[begin Source data]

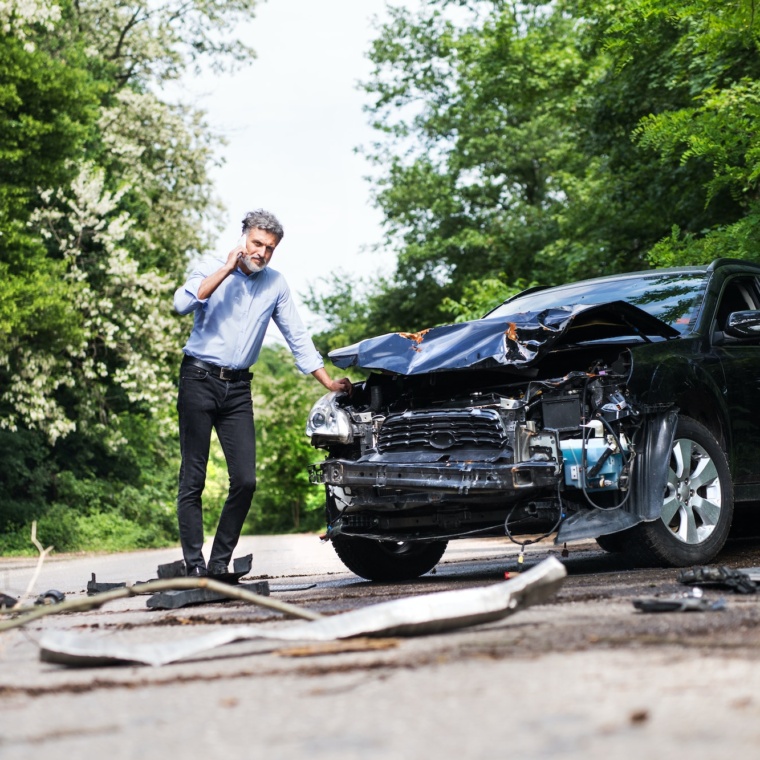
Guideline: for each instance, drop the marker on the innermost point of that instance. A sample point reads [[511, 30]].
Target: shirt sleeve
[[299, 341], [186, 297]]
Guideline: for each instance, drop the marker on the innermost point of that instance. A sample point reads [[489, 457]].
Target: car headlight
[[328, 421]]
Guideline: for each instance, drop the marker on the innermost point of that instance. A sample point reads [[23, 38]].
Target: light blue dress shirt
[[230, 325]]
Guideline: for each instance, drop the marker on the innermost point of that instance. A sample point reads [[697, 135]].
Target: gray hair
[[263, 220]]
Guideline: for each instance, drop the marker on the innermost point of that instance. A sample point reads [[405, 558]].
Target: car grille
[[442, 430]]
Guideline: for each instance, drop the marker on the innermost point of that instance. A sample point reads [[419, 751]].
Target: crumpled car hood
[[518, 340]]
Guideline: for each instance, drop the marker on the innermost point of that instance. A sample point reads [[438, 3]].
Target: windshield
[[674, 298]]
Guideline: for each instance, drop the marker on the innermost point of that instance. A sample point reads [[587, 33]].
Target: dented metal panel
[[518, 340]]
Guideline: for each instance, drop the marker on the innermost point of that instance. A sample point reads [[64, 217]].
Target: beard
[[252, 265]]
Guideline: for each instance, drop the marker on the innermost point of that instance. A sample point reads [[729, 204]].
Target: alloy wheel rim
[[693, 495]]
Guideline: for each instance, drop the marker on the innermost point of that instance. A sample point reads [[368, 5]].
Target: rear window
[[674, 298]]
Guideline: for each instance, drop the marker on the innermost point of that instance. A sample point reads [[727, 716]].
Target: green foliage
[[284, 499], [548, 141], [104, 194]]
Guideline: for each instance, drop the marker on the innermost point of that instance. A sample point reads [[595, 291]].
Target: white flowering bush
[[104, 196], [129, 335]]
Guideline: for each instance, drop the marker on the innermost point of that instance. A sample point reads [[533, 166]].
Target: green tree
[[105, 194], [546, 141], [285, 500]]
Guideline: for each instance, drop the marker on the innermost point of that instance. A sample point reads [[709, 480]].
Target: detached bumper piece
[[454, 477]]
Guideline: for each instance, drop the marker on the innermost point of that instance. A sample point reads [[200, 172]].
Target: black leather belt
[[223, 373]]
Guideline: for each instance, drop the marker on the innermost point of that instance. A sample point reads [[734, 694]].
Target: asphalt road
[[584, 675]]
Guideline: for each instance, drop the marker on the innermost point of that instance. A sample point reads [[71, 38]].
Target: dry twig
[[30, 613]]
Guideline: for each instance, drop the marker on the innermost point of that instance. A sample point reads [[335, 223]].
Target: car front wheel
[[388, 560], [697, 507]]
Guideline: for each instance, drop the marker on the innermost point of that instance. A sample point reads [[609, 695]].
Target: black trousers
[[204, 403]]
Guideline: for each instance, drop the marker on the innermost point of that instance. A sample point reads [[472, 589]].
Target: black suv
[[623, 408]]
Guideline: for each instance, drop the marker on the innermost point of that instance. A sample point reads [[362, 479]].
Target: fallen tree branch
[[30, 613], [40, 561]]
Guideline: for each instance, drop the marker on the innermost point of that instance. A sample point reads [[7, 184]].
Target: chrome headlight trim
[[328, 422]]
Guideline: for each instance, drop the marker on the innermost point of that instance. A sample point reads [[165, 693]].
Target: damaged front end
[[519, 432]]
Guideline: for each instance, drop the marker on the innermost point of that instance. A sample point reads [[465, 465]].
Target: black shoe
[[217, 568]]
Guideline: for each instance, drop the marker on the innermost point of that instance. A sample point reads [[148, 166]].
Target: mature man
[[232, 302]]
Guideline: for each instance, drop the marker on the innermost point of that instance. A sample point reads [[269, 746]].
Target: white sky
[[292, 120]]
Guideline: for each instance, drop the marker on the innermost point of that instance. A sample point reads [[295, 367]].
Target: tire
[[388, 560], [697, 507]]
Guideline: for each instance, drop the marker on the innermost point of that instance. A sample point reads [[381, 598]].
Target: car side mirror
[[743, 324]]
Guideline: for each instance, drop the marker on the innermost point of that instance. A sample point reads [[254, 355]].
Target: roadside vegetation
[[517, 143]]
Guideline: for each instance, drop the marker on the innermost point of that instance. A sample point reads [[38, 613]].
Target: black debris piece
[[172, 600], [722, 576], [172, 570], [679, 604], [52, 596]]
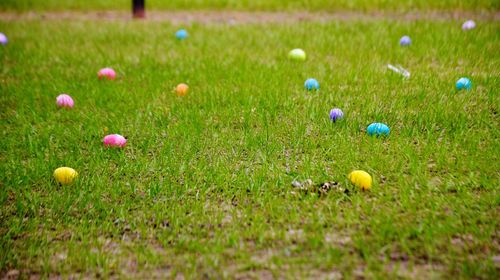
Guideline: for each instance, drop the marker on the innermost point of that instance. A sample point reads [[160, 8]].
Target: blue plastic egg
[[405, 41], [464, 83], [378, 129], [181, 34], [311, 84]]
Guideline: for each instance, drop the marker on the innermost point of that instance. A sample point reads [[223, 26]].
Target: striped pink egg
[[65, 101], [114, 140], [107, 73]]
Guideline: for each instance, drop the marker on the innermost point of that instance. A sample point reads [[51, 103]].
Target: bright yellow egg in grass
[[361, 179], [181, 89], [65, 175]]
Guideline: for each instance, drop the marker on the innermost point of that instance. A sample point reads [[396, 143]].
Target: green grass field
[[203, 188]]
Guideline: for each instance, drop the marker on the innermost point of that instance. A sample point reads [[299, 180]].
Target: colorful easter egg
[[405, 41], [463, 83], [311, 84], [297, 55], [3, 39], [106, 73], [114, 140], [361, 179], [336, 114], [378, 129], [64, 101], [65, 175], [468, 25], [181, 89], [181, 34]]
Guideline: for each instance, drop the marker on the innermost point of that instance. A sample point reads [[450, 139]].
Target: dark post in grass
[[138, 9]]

[end Source data]

= Given problem =
Please reproduce all of the rows above word for word, leaving out the pictures.

= Written solution =
Guideline: for each instance, drop the marker on the innermost point of that instance. A sample point reads [[511, 30]].
Target: shirt sleeve
[[299, 341], [186, 297]]
Guideline: for each instance, drop the marker on the innermost point of that instance. A sample point reads [[489, 457]].
Target: car headlight
[[328, 421]]
Guideline: for each instance, drop the marker on the innermost point of that instance. A sample point reads [[23, 38]].
Target: light blue dress shirt
[[230, 325]]
Guideline: for each instance, drop the marker on the innermost point of that instance. A sample point reads [[697, 135]].
Target: gray hair
[[263, 220]]
Guideline: for each instance, drop the marker on the innermost point of that instance. A sample point reads [[405, 558]].
Target: car grille
[[442, 430]]
Guideline: for each instance, drop the marker on the innermost point of that instance. A sample point reads [[419, 751]].
Target: crumpled car hood
[[518, 340]]
Guideline: for each instance, drop the marker on the innermost point of that instance. A sample point reads [[438, 3]].
Target: windshield
[[674, 298]]
Guideline: for each instance, drop the marker on the innermost point of that instance. A sample point reads [[587, 33]].
Target: dented metal panel
[[518, 340]]
Guideline: for each instance, drop the marker on the innermost point of that instance. A sample point reads [[64, 217]].
Target: beard
[[252, 265]]
Guideline: for each instance, drop the marker on the innermost point of that instance. A sample point reads [[729, 204]].
Target: alloy wheel rim
[[693, 495]]
Guideline: for each instance, drop the marker on the innermost point of that instance. A sample point reads [[368, 5]].
Target: rear window
[[674, 298]]
Guideline: for each instance, drop the marker on the innermost point of that instance. A sample point reads [[727, 716]].
Target: green foliage
[[284, 499], [548, 141], [104, 194]]
Guideline: for each instance, drop the marker on the innermost point of that instance. A sample point reads [[595, 291]].
Target: white flowering bush
[[104, 196], [129, 335]]
Guideline: for each instance, drop the marker on the innermost point of that instance. A sample point reads [[533, 166]].
Target: green tree
[[105, 194], [546, 141], [285, 500]]
Guideline: for each instance, drop the marker on the innermost point of that instance. A sample point reads [[709, 480]].
Target: detached bumper piece
[[454, 477]]
Guideline: for each instance, drop the marker on the innermost point of that instance. A sample point reads [[200, 172]].
Target: black leather belt
[[223, 373]]
Guideline: for each instance, drop the marker on the innermost point of that instance. A sample point reads [[734, 694]].
Target: asphalt road
[[584, 675]]
Guideline: for each instance, drop the marker on the innermost point of that instance. A sample point reads [[71, 38]].
Target: dry twig
[[30, 613]]
Guideline: for each instance, drop the marker on the innermost point of that instance. A sample point reads [[335, 223]].
Target: car front wheel
[[388, 560], [697, 507]]
Guideline: for each instance, drop the marker on the innermost point of that instance. A sample point reads [[609, 695]].
Target: black trousers
[[204, 403]]
Guideline: for each instance, drop the marker on the innermost point of that instance. A sample point reads [[472, 589]].
Target: black suv
[[623, 408]]
Guideline: for each instance, drop the marker on the innermost point of that instance. A sample point reads [[362, 479]].
Target: fallen tree branch
[[30, 613], [40, 561]]
Guideline: for each instance, drop the marker on the innermost point of that instance. A sample point reads [[7, 184]].
Target: chrome headlight trim
[[328, 422]]
Guideline: for each instance, drop the marker on the innermost point of that instance. A sample point reads [[165, 693]].
Target: damaged front end
[[519, 432]]
Guideline: for each instance, drop the marker on the innermost point of that instance. A sample point reads [[465, 465]].
Target: black shoe
[[217, 568]]
Guideline: for each instance, drop the marker on the innermost point of that instance. A sample point reads [[148, 166]].
Target: mature man
[[232, 302]]
Guideline: for each instance, drop the marker on the innermost point of that instance. A sample point reads [[269, 746]].
Target: white sky
[[292, 120]]
Guideline: for each instance, drop the marker on the innermost point of that instance. A sample point reads [[295, 367]].
Target: tire
[[388, 560], [697, 507]]
Guideline: for each instance, drop the marker on the innermost point of that instance. A sample point reads [[381, 598]].
Target: car side mirror
[[743, 324]]
Guideline: for each instance, drop the marker on the innermost point of that instance. A sample point reads [[254, 355]].
Target: roadside vegetation
[[517, 143]]
Guideline: for each instance, drop the marker on the innermost point of that instance. A sample point reads [[38, 613]].
Target: black debris piece
[[172, 600], [722, 576], [172, 570], [679, 604], [52, 596]]
Guideline: for each instance, drop the marker on the innermost point of that instance. A sample point reads [[160, 8]].
Target: blue plastic egg
[[405, 41], [464, 83], [378, 129], [181, 34], [311, 84]]
Guideline: for each instance, drop the marker on the innermost point of that instance. A sample point reads [[223, 26]].
Target: striped pink egg
[[65, 101], [114, 140], [107, 73]]
Guideline: for each instance, drop the marker on the innermost point of that instance. A sample point reads [[51, 103]].
Target: bright yellow egg in grass
[[361, 179], [181, 89], [65, 175]]
Guideline: for each instance, drop the marker on the innermost point of that instance. A sample point reads [[396, 143]].
Target: green grass field
[[203, 188]]
Guideline: for each instance, drop the marker on the innermost point of that instance. A sample point reads [[299, 180]].
Target: colorful easter egg
[[405, 41], [463, 83], [311, 84], [297, 55], [3, 39], [106, 73], [114, 140], [361, 179], [336, 114], [378, 129], [64, 101], [65, 175], [468, 25], [181, 89], [181, 34]]
Guideline: for each instance, drop the marker on the innermost point of that instance. A sample point reads [[450, 139]].
Target: dark post in grass
[[138, 9]]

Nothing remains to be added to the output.